- PROBLEM TO SOLVE -
Among the entries, find each line that includes the string "roof" and list it.
--- TASK INPUTS ---
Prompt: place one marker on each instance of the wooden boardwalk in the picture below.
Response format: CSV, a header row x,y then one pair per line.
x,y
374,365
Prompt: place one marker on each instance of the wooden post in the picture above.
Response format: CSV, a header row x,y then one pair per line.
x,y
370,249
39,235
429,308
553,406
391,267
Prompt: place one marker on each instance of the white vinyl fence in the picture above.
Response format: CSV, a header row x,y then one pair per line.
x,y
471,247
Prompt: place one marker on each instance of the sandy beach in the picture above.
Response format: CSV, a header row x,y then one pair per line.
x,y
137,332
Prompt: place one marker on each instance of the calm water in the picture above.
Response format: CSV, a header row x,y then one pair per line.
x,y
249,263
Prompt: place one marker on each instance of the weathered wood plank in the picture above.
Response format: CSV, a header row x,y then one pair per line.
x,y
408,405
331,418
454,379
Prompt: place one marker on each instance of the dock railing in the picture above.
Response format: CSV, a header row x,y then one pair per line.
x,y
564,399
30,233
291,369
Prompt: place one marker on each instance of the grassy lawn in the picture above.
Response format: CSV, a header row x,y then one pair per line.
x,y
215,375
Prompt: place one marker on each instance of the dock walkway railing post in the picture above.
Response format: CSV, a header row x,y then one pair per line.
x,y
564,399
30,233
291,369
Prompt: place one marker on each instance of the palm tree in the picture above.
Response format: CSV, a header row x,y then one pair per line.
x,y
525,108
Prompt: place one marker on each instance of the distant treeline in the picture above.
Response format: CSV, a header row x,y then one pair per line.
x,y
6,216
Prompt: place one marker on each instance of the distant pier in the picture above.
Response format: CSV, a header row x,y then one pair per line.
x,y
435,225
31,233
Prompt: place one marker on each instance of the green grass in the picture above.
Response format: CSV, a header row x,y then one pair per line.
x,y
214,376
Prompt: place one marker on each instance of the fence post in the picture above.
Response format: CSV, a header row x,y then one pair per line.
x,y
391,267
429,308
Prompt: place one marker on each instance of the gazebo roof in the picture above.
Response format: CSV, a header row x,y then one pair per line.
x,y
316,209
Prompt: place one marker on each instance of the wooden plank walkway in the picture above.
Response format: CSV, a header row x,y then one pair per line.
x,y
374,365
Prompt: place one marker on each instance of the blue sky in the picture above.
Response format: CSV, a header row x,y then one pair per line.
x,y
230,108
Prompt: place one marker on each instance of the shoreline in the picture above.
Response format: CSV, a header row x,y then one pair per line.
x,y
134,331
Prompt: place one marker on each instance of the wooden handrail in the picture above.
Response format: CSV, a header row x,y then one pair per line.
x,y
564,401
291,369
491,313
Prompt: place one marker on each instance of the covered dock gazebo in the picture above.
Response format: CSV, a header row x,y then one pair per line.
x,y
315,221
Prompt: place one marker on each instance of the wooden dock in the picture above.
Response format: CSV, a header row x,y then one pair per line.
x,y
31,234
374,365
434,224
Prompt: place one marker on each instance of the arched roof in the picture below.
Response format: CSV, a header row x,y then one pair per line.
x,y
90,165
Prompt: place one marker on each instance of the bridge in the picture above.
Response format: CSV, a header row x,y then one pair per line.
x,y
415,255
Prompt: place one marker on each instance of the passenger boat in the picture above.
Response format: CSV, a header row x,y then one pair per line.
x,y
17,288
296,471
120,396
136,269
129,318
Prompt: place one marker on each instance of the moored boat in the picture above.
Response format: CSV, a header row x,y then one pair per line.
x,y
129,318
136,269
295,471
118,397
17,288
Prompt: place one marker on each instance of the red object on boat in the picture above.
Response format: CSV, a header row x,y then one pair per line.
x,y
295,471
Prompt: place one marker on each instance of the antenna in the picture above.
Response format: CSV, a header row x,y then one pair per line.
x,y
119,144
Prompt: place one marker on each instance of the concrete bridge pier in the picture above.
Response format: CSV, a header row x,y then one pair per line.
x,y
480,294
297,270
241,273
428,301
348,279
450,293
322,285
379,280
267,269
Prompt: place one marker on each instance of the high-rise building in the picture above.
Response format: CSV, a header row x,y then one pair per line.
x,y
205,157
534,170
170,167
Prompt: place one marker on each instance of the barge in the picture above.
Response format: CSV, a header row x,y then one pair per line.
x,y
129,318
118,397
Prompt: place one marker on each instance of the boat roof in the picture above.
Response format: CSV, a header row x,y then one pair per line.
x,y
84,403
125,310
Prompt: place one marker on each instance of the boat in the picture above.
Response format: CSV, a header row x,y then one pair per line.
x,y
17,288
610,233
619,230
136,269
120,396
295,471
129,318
---
- RESPONSE TO THIS TASK -
Prompt: place one marker on each instance of the gazebo roof in the picture above.
Prompt: place one marker on each instance of the arched roof in the picture below.
Prompt: place one marker on each instance of the boat roof in the picture above.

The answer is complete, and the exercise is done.